Problem to work on: Exactly as written, transcribe the lines that run from the one containing "of the man's" to the end of the records below.

-- Start of Material --

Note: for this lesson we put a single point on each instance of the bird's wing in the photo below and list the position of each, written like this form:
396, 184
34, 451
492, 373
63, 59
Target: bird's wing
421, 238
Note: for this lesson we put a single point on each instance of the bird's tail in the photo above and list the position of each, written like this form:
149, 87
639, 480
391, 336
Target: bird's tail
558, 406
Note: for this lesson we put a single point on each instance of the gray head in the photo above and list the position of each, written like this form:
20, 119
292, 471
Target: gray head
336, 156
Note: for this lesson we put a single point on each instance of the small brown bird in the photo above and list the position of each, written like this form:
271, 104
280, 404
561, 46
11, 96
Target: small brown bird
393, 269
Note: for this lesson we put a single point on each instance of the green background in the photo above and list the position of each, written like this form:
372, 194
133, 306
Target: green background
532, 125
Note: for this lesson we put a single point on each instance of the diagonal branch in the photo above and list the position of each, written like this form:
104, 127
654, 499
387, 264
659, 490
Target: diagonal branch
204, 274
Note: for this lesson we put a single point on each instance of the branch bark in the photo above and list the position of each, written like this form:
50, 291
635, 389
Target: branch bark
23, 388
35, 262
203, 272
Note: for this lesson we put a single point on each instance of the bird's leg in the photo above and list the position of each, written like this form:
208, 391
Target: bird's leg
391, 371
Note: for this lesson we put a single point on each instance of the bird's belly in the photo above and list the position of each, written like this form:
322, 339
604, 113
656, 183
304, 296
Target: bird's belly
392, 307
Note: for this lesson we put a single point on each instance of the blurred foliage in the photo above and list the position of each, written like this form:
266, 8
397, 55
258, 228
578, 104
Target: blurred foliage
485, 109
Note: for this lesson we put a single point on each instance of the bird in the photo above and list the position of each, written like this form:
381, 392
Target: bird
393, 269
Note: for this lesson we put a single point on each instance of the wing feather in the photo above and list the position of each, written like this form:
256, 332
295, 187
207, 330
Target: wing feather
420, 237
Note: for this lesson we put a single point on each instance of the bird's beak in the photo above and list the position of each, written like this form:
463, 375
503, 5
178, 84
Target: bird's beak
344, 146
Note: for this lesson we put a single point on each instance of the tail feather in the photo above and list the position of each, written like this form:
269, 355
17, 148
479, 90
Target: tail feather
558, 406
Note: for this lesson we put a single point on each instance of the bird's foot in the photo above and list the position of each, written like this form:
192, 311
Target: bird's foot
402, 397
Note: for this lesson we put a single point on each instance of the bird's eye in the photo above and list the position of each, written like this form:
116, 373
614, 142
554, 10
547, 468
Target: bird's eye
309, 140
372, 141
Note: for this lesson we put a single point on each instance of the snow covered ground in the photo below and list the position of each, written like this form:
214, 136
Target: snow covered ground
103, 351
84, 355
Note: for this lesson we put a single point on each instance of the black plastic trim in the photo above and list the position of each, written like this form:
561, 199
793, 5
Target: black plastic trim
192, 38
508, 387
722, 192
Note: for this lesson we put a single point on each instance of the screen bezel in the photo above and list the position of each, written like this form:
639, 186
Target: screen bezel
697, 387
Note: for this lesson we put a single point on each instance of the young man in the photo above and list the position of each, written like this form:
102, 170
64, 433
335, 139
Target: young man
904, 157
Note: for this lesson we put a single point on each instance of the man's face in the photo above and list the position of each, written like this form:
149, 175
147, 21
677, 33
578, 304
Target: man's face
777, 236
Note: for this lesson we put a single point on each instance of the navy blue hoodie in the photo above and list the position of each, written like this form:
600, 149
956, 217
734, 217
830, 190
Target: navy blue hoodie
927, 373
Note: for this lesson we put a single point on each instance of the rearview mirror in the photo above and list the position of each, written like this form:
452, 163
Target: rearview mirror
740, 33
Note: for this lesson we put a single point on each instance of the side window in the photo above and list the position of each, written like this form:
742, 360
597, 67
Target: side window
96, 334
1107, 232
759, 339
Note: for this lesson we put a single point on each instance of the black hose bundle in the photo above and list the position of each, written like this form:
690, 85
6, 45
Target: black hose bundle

-- End of Material --

Exercise result:
Note: for this lesson we put a single point on each instance of the man's face in the photo above and list the position of each, written like this form:
149, 175
147, 21
677, 33
578, 304
Target: man's face
777, 236
Note: for this lesson we put a single point on each instance of the navy blue hoodie in the photo above and list the position of each, written like this form:
600, 149
956, 217
734, 217
830, 190
Target: navy blue hoodie
927, 373
Note: for this lesson we put a single point on each instance of the rearview mirror in the photo above and list the position of each, written like this form:
452, 163
Target: rearview mirror
740, 33
Note: for this lesson we put a single point on each instance of the side window in the photo above and list the position of each, written like this form:
742, 360
597, 67
Target: side window
96, 334
1107, 232
759, 339
Note: for this lesson we put a single point on each instance of the black hose bundle in the photo above and list the position of each, written like this form:
690, 85
6, 45
Target: black hose bundle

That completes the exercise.